Aim of the task: Nothing in the data should be left out, so repeat it all exactly.
[Records for the task Boundary: Start]
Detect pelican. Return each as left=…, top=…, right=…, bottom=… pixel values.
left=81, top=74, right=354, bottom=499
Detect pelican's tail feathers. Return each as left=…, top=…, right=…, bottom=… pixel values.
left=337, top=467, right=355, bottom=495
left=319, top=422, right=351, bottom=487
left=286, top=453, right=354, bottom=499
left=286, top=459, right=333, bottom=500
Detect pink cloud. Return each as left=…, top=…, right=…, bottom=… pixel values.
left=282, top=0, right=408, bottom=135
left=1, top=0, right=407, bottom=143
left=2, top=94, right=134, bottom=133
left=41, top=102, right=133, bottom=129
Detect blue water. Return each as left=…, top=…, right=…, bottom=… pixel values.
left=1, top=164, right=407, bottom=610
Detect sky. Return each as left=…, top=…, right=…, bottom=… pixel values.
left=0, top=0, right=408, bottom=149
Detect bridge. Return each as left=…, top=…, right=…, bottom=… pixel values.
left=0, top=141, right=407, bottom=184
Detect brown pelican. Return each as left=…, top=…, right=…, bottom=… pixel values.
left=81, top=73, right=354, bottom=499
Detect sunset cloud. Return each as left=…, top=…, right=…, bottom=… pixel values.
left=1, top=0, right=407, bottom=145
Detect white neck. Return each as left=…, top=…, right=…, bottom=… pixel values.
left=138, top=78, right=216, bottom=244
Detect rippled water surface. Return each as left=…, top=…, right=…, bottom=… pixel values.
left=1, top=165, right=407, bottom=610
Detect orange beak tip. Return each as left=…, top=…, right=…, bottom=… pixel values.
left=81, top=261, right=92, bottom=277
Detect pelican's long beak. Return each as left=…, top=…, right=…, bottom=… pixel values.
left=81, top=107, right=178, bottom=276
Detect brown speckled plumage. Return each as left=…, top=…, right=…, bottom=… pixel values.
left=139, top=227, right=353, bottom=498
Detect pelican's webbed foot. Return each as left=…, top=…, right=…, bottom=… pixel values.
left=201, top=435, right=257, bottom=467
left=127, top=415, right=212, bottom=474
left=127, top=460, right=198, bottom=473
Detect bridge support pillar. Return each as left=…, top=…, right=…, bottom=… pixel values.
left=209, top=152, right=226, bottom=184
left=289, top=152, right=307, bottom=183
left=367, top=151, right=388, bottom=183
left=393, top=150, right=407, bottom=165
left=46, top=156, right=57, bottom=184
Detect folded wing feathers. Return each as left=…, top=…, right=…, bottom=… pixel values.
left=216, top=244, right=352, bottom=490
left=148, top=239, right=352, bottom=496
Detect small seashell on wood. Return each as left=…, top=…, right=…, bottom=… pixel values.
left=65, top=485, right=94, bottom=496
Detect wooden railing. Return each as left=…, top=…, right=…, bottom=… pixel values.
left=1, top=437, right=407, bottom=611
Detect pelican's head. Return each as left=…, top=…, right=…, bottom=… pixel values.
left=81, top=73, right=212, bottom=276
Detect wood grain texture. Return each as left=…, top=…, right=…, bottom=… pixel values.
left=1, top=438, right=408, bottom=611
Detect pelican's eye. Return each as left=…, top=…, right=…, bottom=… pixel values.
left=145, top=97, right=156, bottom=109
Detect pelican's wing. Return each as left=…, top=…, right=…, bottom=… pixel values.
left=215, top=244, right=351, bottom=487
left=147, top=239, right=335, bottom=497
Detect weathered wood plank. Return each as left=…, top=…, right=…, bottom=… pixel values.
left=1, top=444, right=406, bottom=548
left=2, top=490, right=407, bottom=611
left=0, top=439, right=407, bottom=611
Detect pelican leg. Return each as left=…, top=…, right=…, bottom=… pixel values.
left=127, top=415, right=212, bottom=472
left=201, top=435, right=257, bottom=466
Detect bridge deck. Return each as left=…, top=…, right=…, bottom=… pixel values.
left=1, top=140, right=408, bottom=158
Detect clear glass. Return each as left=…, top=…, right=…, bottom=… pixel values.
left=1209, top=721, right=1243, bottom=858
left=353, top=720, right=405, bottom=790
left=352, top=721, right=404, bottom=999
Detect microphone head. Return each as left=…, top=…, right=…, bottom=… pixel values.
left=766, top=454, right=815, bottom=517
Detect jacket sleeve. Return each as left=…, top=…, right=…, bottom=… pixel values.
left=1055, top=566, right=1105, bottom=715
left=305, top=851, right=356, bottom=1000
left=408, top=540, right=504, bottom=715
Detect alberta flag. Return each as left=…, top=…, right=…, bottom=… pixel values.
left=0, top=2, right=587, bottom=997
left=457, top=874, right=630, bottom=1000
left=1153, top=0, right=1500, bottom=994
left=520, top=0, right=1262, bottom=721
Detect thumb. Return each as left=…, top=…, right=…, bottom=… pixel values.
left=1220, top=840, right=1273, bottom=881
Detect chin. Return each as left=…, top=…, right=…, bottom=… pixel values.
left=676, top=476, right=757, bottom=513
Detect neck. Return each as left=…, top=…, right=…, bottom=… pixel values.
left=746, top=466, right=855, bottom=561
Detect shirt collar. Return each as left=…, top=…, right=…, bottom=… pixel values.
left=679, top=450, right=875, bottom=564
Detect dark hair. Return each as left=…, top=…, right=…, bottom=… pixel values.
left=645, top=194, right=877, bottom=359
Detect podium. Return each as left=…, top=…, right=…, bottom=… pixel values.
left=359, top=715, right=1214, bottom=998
[Records for the task Boundary: End]
Reply to the task:
Detect pelican. Return each as left=…, top=…, right=…, bottom=… pixel values.
left=81, top=74, right=354, bottom=499
Detect pelican's tail feathers. Return each as left=…, top=…, right=…, bottom=… pixel values.
left=337, top=467, right=355, bottom=495
left=319, top=422, right=351, bottom=487
left=286, top=453, right=354, bottom=499
left=286, top=459, right=333, bottom=500
Detect pink cloud. Return each as left=…, top=…, right=…, bottom=… pixel values.
left=282, top=0, right=408, bottom=135
left=1, top=0, right=407, bottom=143
left=2, top=94, right=134, bottom=133
left=41, top=102, right=133, bottom=129
Detect blue water. Return each as left=…, top=…, right=…, bottom=… pixel values.
left=1, top=164, right=407, bottom=610
Detect sky. Return each as left=…, top=…, right=…, bottom=… pixel values.
left=0, top=0, right=408, bottom=149
Detect bridge. Return each as left=…, top=…, right=…, bottom=… pixel values.
left=0, top=141, right=407, bottom=184
Detect brown pelican. Return each as left=…, top=…, right=…, bottom=… pixel values.
left=81, top=73, right=354, bottom=499
Detect sunset cloud. Return each as left=…, top=…, right=…, bottom=… pixel values.
left=1, top=0, right=407, bottom=145
Detect white neck. Return each as left=…, top=…, right=…, bottom=… pixel values.
left=138, top=78, right=216, bottom=244
Detect rippled water surface. Return each as left=…, top=…, right=…, bottom=… pixel values.
left=1, top=165, right=407, bottom=610
Detect orange beak tip. Return each as left=…, top=…, right=…, bottom=… pixel values.
left=81, top=261, right=92, bottom=277
Detect pelican's long beak. Return each as left=…, top=…, right=…, bottom=… pixel values.
left=81, top=107, right=178, bottom=276
Detect brown speckled plumage. Return each as left=…, top=…, right=…, bottom=… pixel values.
left=139, top=227, right=353, bottom=498
Detect pelican's webbed foot. Return each as left=…, top=…, right=…, bottom=… pixel values.
left=201, top=435, right=257, bottom=467
left=127, top=415, right=212, bottom=474
left=127, top=460, right=198, bottom=473
Detect bridge support pillar. Return each as left=…, top=…, right=…, bottom=… pixel values.
left=209, top=152, right=226, bottom=184
left=289, top=152, right=307, bottom=183
left=367, top=151, right=388, bottom=183
left=393, top=150, right=407, bottom=165
left=46, top=156, right=57, bottom=184
Detect folded wing feathers. Return each as left=…, top=…, right=…, bottom=… pixel values.
left=216, top=244, right=352, bottom=490
left=148, top=239, right=352, bottom=496
Detect small seashell on wood. Return each as left=…, top=…, right=…, bottom=… pixel values.
left=65, top=485, right=94, bottom=496
Detect wooden railing. Return each as left=…, top=…, right=…, bottom=… pixel values.
left=1, top=437, right=407, bottom=611
Detect pelican's head. Return each as left=…, top=…, right=…, bottom=… pixel values.
left=81, top=73, right=212, bottom=276
Detect wood grain texture. Return each as left=…, top=…, right=…, bottom=… pixel values.
left=1, top=438, right=408, bottom=611
Detect pelican's eye. Return each as left=…, top=…, right=…, bottom=… pixel values.
left=145, top=97, right=156, bottom=109
Detect pelican's wing. Return each as left=…, top=…, right=…, bottom=… pixel values.
left=215, top=244, right=351, bottom=487
left=147, top=239, right=335, bottom=497
Detect weathered wood plank. Return each as left=…, top=…, right=…, bottom=… pixel values.
left=1, top=444, right=406, bottom=548
left=2, top=490, right=407, bottom=611
left=0, top=439, right=407, bottom=611
Detect pelican leg. Return each as left=…, top=…, right=…, bottom=… pixel values.
left=127, top=415, right=212, bottom=472
left=201, top=435, right=257, bottom=466
Detect bridge deck. Return each as left=…, top=…, right=…, bottom=… pixel values.
left=1, top=140, right=408, bottom=158
Detect clear glass. Return each as left=…, top=…, right=…, bottom=… pixel values.
left=1209, top=721, right=1243, bottom=858
left=353, top=720, right=405, bottom=790
left=352, top=721, right=404, bottom=999
Detect microphone head. Return each as left=…, top=…, right=…, bottom=… pixel values.
left=766, top=454, right=815, bottom=517
Detect jacket sleeve. Return each as left=…, top=…, right=…, bottom=… pixel values.
left=1055, top=566, right=1105, bottom=715
left=305, top=851, right=356, bottom=1000
left=408, top=540, right=504, bottom=715
Detect alberta flag. Return each as left=…, top=…, right=…, bottom=… pixel values.
left=0, top=2, right=587, bottom=997
left=457, top=874, right=630, bottom=1000
left=1153, top=0, right=1500, bottom=994
left=520, top=0, right=1262, bottom=721
Detect thumb. Return each as left=…, top=…, right=…, bottom=… pixel values.
left=1220, top=840, right=1273, bottom=881
Detect chin. Return each as left=…, top=…, right=…, bottom=… pixel values.
left=676, top=476, right=757, bottom=513
Detect neck. Return each as left=…, top=…, right=…, bottom=… pixel values.
left=746, top=466, right=855, bottom=561
Detect shirt collar. Return each as left=…, top=…, right=…, bottom=… pixel values.
left=679, top=450, right=875, bottom=564
Detect dark hair. Return each as left=…, top=…, right=…, bottom=… pixel values.
left=645, top=194, right=877, bottom=359
Detect podium. Return each as left=…, top=…, right=…, bottom=… pixel values.
left=359, top=715, right=1214, bottom=998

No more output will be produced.